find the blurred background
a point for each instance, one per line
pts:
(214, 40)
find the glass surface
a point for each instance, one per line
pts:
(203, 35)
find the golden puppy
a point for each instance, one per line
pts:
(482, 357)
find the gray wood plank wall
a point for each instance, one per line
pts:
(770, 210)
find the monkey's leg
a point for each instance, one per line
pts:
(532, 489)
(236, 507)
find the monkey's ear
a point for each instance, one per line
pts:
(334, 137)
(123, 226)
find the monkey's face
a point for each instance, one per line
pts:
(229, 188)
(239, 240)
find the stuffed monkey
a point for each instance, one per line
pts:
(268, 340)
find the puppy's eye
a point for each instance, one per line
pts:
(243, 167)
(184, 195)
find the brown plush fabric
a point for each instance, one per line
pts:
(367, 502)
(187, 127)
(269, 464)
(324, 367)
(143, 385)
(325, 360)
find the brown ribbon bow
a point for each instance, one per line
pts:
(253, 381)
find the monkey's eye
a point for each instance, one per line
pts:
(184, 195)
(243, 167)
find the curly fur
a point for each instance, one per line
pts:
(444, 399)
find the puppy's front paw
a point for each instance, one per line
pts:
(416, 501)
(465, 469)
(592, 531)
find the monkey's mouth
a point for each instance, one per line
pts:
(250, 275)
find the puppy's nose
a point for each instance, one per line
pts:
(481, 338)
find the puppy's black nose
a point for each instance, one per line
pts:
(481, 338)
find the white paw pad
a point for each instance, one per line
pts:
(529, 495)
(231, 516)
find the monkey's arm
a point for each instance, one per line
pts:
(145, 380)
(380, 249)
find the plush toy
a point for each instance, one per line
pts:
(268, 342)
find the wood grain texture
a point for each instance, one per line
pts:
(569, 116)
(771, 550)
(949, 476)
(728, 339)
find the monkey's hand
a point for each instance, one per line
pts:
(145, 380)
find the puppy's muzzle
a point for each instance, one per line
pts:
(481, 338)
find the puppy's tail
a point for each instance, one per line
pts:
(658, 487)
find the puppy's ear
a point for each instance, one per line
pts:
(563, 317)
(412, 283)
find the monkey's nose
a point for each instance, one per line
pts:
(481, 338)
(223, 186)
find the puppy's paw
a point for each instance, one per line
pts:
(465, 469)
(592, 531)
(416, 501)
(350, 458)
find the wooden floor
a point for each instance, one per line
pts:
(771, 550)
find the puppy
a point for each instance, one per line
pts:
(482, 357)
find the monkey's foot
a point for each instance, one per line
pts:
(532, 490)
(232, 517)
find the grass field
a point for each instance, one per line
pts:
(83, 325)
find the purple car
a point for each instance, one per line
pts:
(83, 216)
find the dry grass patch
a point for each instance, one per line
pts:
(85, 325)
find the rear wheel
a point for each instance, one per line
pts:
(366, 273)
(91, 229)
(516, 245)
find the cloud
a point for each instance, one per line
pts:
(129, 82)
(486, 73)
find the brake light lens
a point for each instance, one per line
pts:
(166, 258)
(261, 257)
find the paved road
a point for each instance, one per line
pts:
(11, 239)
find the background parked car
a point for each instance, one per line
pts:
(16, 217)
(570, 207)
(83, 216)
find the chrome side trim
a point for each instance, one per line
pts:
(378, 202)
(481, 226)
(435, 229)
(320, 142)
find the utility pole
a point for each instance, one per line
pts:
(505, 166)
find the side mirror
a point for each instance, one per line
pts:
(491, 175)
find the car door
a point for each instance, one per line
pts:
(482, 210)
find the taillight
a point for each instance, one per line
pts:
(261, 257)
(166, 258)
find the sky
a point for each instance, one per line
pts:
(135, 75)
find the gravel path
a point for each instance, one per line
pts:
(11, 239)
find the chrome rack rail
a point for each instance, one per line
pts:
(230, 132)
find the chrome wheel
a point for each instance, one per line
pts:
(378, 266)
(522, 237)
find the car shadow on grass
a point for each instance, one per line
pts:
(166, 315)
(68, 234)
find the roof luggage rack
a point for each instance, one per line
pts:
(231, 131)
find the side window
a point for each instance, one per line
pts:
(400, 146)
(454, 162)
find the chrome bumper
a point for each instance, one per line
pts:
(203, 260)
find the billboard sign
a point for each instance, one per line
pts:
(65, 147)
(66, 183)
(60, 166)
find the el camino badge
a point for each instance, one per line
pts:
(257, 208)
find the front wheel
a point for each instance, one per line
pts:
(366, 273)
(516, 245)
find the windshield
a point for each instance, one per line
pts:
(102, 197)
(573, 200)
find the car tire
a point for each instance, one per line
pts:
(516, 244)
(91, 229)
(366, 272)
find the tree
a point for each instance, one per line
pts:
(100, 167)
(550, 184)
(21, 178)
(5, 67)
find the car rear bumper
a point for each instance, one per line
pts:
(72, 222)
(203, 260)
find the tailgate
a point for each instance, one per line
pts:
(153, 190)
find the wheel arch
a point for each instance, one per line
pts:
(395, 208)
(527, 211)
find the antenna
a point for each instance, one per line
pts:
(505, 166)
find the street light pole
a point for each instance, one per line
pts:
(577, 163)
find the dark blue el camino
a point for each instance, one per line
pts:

··········

Set the entries above down again, each one exactly as written.

• _Written solution_:
find the blurred background
a point for each instance, one per line
pts:
(214, 40)
find the glass surface
a point for each instance, one per line
pts:
(203, 35)
find the golden puppy
a point for each instance, one per line
pts:
(482, 357)
find the gray wood plank wall
a point for each instance, one per line
pts:
(770, 210)
find the monkey's leg
a point for each instance, one per line
pts:
(532, 489)
(236, 507)
find the monkey's ear
a point for each instance, one per line
pts:
(334, 137)
(123, 226)
find the monkey's face
a point for each instance, one per line
pts:
(229, 188)
(239, 240)
find the stuffed monkey
a point for each instance, one per line
pts:
(268, 340)
find the puppy's eye
a point for each instance, one per line
pts:
(243, 167)
(184, 195)
find the brown plush fabric
a point for each instance, one per line
pts:
(367, 502)
(187, 127)
(269, 464)
(324, 367)
(143, 385)
(325, 360)
find the brown ribbon bow
a point for each instance, one per line
pts:
(253, 381)
find the monkey's eye
a point for each instance, one per line
pts:
(184, 195)
(243, 167)
find the curly fur
a point for each instance, one per line
pts:
(444, 399)
find the puppy's front paw
a point for each instance, one per line
pts:
(416, 501)
(465, 469)
(592, 531)
find the monkey's mouth
a point for each instance, one per line
pts:
(250, 275)
find the puppy's nose
a point for each instance, one per line
pts:
(481, 338)
find the puppy's black nose
a point for each instance, one per line
pts:
(481, 338)
find the white paw pad
a point for each instance, one per line
pts:
(529, 495)
(231, 516)
find the monkey's arm
a point for each instance, one per line
pts:
(145, 380)
(380, 249)
find the plush toy
a point for each instance, one per line
pts:
(268, 342)
find the wood grain texture
a point for each instance, one per line
pts:
(569, 116)
(771, 550)
(949, 476)
(728, 339)
find the monkey's hand
a point for each instance, one per line
pts:
(145, 380)
find the puppy's muzzle
a point for each instance, one per line
pts:
(481, 338)
find the puppy's tail
a point for each instance, one per line
pts:
(658, 487)
find the puppy's ear
a point for each instance, one per line
pts:
(563, 317)
(412, 283)
find the monkey's nose
a point for each instance, one per line
pts:
(481, 338)
(223, 186)
find the puppy's paw
a point for each instance, one per line
pts:
(465, 469)
(592, 531)
(416, 501)
(350, 458)
find the wooden floor
a point for each instance, one per line
pts:
(771, 550)
find the puppy
a point for each instance, one per line
pts:
(482, 357)
find the monkey's foot
a point for each instance, one per line
pts:
(532, 490)
(232, 517)
find the grass field
a point for each instance, one per line
pts:
(83, 325)
find the purple car
a point for each instance, one per line
pts:
(83, 216)
find the dry grass patch
a point for each instance, one per line
pts:
(85, 325)
find the rear wheel
a point for each instance, one per line
pts:
(366, 273)
(91, 229)
(516, 245)
find the cloud
a point for each instance, one per line
pts:
(129, 82)
(486, 73)
find the brake light lens
a point for each instance, one per line
pts:
(166, 258)
(261, 257)
find the paved road
a point for each instance, one per line
pts:
(11, 239)
find the background parked car
a point for each instance, one per line
pts:
(16, 217)
(570, 207)
(83, 216)
find the chrome side trim
a point for each instance, one per line
pts:
(378, 202)
(481, 226)
(435, 229)
(320, 142)
find the utility pole
a point for each instance, one per line
pts:
(505, 166)
find the side mirror
a point for each instance, one per line
pts:
(491, 175)
find the car door
a point for each instance, one per line
pts:
(482, 210)
find the taillight
a point for each instance, one per line
pts:
(261, 257)
(166, 258)
find the sky
a point for each instance, one per line
pts:
(135, 75)
find the gravel path
a point for each instance, one per line
pts:
(11, 239)
find the chrome rack rail
a point for each instance, one per line
pts:
(230, 132)
find the chrome wheel
a point for each instance, one per line
pts:
(378, 266)
(522, 237)
find the car shadow on grass
a point for each instance, one per line
pts:
(166, 315)
(68, 234)
find the roof luggage rack
a point for each instance, one per line
pts:
(231, 131)
find the side window
a point for each instance, one per line
pts:
(400, 146)
(454, 162)
find the chrome bumper
a point for each instance, one per line
pts:
(203, 260)
find the billboard sign
a point for each instance, one per line
pts:
(65, 147)
(66, 183)
(60, 166)
find the el camino badge
a point for each instance, one per line
pts:
(257, 208)
find the front wheel
a point for each instance, one per line
pts:
(366, 273)
(516, 245)
find the windshield
a point for each instance, one per line
pts:
(102, 197)
(573, 200)
find the car tire
a point for each instance, one per line
pts:
(516, 244)
(91, 229)
(366, 272)
find the tree
a point for each instance, one per line
pts:
(100, 167)
(550, 184)
(21, 178)
(5, 67)
find the car rear bumper
a point for each instance, one per line
pts:
(72, 222)
(203, 260)
find the tailgate
a point for each instance, one per line
pts:
(153, 190)
find the wheel arch
a point for each instance, one per line
pts:
(395, 208)
(527, 211)
find the antenna
a point for each instance, one per line
pts:
(505, 166)
find the street light pole
a point for each instance, one per line
pts:
(577, 163)
find the dark blue el camino
a point for each instance, one per line
pts:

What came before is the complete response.